- **What this task involves**: Start to finish, write out the entries exactly, leaving the pictures aside.

Natural-language object grounding data

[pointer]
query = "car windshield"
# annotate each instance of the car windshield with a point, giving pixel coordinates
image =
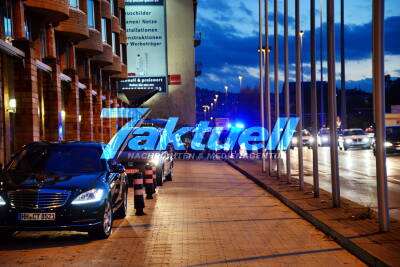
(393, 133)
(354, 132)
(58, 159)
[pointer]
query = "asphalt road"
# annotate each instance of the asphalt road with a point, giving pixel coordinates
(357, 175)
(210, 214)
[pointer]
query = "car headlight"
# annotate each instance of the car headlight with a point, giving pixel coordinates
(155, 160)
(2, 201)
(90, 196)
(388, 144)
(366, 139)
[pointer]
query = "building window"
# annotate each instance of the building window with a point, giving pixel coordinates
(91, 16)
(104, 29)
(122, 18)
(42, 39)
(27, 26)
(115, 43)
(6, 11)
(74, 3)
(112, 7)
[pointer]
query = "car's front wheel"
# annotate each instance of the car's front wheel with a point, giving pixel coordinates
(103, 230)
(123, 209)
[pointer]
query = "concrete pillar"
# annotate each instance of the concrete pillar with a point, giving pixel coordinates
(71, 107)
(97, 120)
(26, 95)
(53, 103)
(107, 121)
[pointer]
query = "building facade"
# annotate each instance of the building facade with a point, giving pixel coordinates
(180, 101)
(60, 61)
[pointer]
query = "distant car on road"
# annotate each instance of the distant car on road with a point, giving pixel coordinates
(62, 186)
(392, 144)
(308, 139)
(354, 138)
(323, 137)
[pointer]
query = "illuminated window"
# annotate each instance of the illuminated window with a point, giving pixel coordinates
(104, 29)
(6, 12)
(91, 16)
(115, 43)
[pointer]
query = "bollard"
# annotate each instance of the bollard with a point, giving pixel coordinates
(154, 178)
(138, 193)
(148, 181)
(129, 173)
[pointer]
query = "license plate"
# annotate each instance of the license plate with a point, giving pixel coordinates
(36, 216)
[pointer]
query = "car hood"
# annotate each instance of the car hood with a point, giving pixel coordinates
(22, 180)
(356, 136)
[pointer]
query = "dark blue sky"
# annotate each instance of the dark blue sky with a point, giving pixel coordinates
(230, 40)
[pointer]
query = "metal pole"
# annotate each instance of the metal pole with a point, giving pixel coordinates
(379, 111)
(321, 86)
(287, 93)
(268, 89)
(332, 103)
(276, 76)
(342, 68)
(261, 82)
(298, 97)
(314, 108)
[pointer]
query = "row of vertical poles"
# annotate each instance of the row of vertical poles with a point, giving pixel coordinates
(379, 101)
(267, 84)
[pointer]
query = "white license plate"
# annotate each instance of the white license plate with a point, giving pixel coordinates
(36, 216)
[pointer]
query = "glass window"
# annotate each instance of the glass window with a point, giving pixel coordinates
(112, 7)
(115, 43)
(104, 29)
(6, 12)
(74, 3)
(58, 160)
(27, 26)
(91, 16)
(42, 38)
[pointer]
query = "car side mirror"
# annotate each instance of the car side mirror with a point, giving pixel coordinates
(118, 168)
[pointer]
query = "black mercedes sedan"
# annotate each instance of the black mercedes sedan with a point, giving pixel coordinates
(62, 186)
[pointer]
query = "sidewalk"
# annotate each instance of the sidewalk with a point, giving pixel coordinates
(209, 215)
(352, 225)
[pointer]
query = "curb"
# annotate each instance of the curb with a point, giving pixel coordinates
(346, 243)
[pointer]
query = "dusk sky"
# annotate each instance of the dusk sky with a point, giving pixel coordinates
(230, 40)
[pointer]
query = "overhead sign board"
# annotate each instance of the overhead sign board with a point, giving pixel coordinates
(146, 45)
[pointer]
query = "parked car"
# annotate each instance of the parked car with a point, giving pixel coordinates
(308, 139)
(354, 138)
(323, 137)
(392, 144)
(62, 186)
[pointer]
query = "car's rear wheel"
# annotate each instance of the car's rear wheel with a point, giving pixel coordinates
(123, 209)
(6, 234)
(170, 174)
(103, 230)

- **Response for this exercise**:
[pointer]
query = "car windshield"
# annotate each instance of the car windshield with a point, giving pixel coordinates
image =
(393, 133)
(354, 132)
(58, 159)
[pointer]
query = "asphalt road"
# annotate each instance of the asphalt road with a point, giving pixel coordinates
(357, 175)
(210, 214)
[pointer]
query = "car headlight"
# annotate each instance of the car headlight with a point, giving pixel coordinates
(155, 160)
(2, 201)
(90, 196)
(388, 144)
(366, 139)
[pointer]
query = "building window"
# annotate each instance of the building window with a point, giving pixel coordinates
(91, 16)
(104, 29)
(122, 18)
(42, 39)
(27, 26)
(115, 43)
(6, 11)
(74, 3)
(112, 7)
[pointer]
query = "car's front wheel"
# annotate each instance of the car's front wheel with a point, giving pixel coordinates
(103, 230)
(123, 209)
[pointer]
query = "concrete pillar"
# annotate each instance of the concrete pillar with a point, giving pixel coordinates
(71, 107)
(97, 120)
(26, 95)
(53, 103)
(107, 121)
[pointer]
query = "building facade"
# annotate each instance of the building facade with a point, giving pixel coordinates
(180, 101)
(60, 61)
[pointer]
query = "distant car on road"
# annotate each instance of the distant car on road with a point, giving pixel coordinates
(62, 186)
(392, 144)
(308, 139)
(354, 138)
(323, 137)
[pointer]
query = "illuminated window"
# annotate each instance of the illuminated window with a point, giving pixel coordinates
(104, 29)
(6, 12)
(91, 16)
(115, 43)
[pointer]
query = "bollard"
# annotate each instance of the bollard with a point, giving pixel coordinates
(154, 178)
(138, 193)
(148, 181)
(129, 173)
[pointer]
query = "license plate"
# annotate each instance of the license plate with a point, giving pixel coordinates
(36, 216)
[pointer]
query = "car hood"
# annotate each instance of the car hood with a point, giving pixel coordinates
(22, 180)
(356, 136)
[pointer]
query = "dark blue sky"
# annotate each instance of the dark blue sky with a point, giving pixel coordinates
(230, 40)
[pointer]
query = "metal pole"
# annotate each instance of the metal pole with a point, giving pixel coordinates
(379, 111)
(321, 86)
(287, 93)
(268, 89)
(332, 103)
(276, 76)
(342, 68)
(261, 82)
(298, 97)
(314, 108)
[pointer]
query = "row of vertical poles"
# annotate each instance of the row of vertical poles with a point, giving pixel coordinates
(379, 101)
(267, 84)
[pointer]
query = "white license plate"
# annotate each instance of the white license plate with a point, giving pixel coordinates
(36, 216)
[pointer]
query = "glass window"
# annotate each instance of the glass window with a point, giving pixel coordinates
(112, 7)
(115, 43)
(104, 29)
(6, 12)
(74, 3)
(58, 160)
(27, 26)
(91, 16)
(42, 38)
[pointer]
query = "car side mirror"
# annotate each instance of the car side mirror with a point, giving pixel coordinates
(118, 168)
[pointer]
query = "black mercedes sedan"
# annotate each instance of the black mercedes sedan with a point, giving pixel coordinates
(62, 186)
[pointer]
query = "sidewalk"
# annotate each instance of the sidewalk with a point, giving pixel coordinates
(209, 215)
(352, 225)
[pointer]
query = "curb"
# annotate each instance of the curb with a point, giving pixel coordinates
(346, 243)
[pointer]
query = "dusk sky"
# annotate each instance of the dusk sky with a point, giving pixel coordinates
(230, 40)
[pointer]
query = "overhead sign board"
# annotate each instance of the overhead sign board with a point, giving pixel coordinates
(146, 45)
[pointer]
query = "parked car"
# annotate each instance of the parked car with a point, giving pixel coordinates
(308, 139)
(354, 138)
(323, 137)
(392, 144)
(62, 186)
[pointer]
query = "car's rear wheel"
# annotate each instance of the car's rear wheel with a point, giving pixel coordinates
(123, 209)
(6, 234)
(170, 174)
(103, 230)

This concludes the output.